» **Task requirements**
Everything from the line containing "point: floodlight pole" down to the last line of the entries below must be transcribed exactly, and nothing else.

» **Rows**
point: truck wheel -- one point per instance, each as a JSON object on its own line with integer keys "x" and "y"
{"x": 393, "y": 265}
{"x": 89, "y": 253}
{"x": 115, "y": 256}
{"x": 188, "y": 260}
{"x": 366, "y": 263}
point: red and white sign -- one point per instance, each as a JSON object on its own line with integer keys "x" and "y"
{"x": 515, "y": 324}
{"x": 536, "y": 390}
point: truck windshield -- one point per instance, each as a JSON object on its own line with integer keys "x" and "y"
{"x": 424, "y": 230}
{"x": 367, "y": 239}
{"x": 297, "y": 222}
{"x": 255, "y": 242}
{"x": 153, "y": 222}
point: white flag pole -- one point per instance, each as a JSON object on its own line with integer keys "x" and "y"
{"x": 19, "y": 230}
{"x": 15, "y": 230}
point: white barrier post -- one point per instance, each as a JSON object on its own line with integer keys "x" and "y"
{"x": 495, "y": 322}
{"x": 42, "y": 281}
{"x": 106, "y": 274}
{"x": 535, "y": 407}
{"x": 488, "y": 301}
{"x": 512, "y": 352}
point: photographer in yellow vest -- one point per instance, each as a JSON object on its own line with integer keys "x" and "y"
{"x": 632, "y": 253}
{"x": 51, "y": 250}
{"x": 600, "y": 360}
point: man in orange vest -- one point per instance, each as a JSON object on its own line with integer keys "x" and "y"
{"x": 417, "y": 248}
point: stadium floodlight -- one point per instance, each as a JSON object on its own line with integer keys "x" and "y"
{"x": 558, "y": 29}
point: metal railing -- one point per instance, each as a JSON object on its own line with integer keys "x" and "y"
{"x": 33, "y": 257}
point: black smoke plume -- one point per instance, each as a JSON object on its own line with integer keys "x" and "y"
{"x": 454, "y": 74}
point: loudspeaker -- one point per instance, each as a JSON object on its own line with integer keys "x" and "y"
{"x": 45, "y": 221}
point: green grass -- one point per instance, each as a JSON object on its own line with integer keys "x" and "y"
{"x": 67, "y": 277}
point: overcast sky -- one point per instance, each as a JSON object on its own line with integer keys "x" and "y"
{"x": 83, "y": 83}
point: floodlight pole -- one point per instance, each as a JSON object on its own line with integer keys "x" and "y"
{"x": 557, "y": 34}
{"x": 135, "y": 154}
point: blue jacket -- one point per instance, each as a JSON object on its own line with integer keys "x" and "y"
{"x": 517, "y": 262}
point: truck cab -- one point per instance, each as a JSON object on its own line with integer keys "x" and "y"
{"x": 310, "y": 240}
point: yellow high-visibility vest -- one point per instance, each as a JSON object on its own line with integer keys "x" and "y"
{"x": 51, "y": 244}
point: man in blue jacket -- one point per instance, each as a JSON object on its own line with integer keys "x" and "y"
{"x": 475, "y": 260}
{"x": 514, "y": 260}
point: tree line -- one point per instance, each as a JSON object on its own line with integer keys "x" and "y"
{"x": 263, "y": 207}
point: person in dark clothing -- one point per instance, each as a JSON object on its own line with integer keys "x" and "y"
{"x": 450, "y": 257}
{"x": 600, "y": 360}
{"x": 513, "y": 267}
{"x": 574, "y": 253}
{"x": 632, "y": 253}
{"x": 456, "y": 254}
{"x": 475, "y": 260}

» **Reply**
point: floodlight pole -- one point per instance, each as a JSON object on its own line with integer keys "x" and "y"
{"x": 557, "y": 34}
{"x": 135, "y": 154}
point: blue jacket -- one point per instance, each as a JSON object on its own line with integer keys "x" and "y"
{"x": 517, "y": 262}
point: truck cab -- one point per instance, each as a JSON object on its own line with integer keys "x" and "y"
{"x": 310, "y": 240}
point: yellow high-visibility vest -- one point per instance, each as a JSON object on its own line with integer keys "x" and "y"
{"x": 51, "y": 244}
point: man in blue jacket -- one point per instance, each as a JSON object on its own line with integer keys "x" and "y"
{"x": 475, "y": 260}
{"x": 514, "y": 260}
point: tree line -- one point per instance, each as a JSON object on its own line with integer keys "x" and "y"
{"x": 263, "y": 207}
point: person in dark clothing -- one point per instance, each as a JSON object on its own line with integer keys "x" and "y"
{"x": 450, "y": 257}
{"x": 600, "y": 360}
{"x": 513, "y": 267}
{"x": 574, "y": 253}
{"x": 632, "y": 253}
{"x": 456, "y": 254}
{"x": 475, "y": 260}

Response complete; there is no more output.